- Goal of the exercise
Copy out, character for character, everything in the material from the line containing "Target: shrine roof" down to the line containing "(566, 1135)", including both of those lines.

Point annotation dataset records:
•••••

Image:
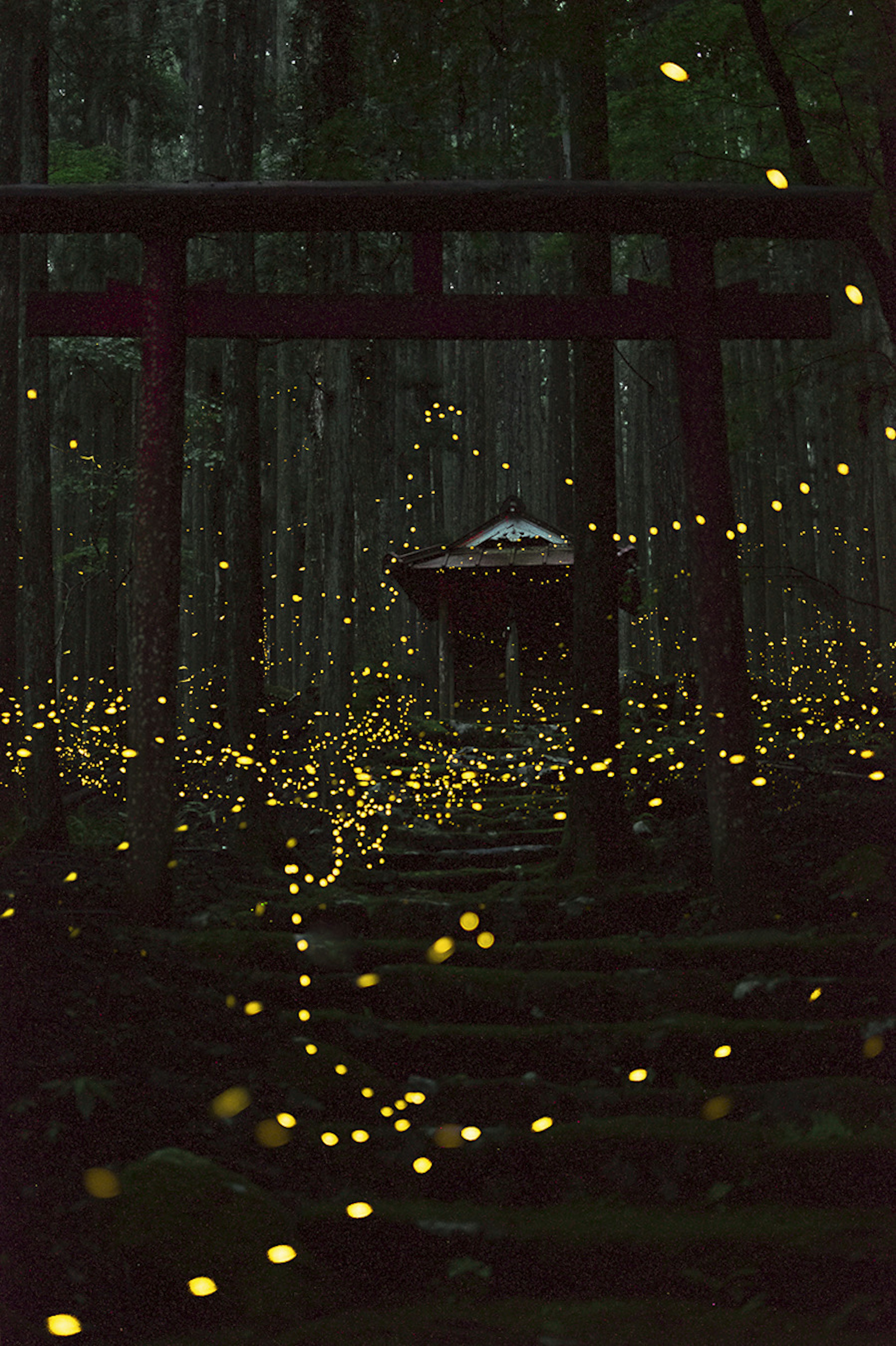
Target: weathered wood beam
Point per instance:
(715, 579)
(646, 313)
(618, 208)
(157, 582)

•••••

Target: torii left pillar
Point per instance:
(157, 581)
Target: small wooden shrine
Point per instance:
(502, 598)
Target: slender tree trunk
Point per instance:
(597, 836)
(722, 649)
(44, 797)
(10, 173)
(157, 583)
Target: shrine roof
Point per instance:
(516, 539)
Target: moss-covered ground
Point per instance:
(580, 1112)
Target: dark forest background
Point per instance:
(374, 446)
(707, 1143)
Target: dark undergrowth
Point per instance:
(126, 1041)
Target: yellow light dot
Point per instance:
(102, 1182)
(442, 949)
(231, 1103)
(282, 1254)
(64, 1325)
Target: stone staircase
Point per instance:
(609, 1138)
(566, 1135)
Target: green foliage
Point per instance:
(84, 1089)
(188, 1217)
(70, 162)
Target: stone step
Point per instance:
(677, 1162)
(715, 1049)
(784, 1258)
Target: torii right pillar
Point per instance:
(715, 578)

•••••

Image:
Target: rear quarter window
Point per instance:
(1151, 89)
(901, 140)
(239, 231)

•••••

- Task output
Target: shrine roof
Point per instance:
(516, 539)
Target: moss-covered ground
Point per instance:
(580, 1112)
Target: dark forest background
Point per instance:
(374, 446)
(707, 1143)
Target: dark undergrowth
Point per instance:
(126, 1041)
Target: yellow light dot
Point per instance:
(102, 1182)
(442, 949)
(231, 1103)
(282, 1254)
(64, 1325)
Target: stone staircase
Point per instance:
(609, 1138)
(566, 1135)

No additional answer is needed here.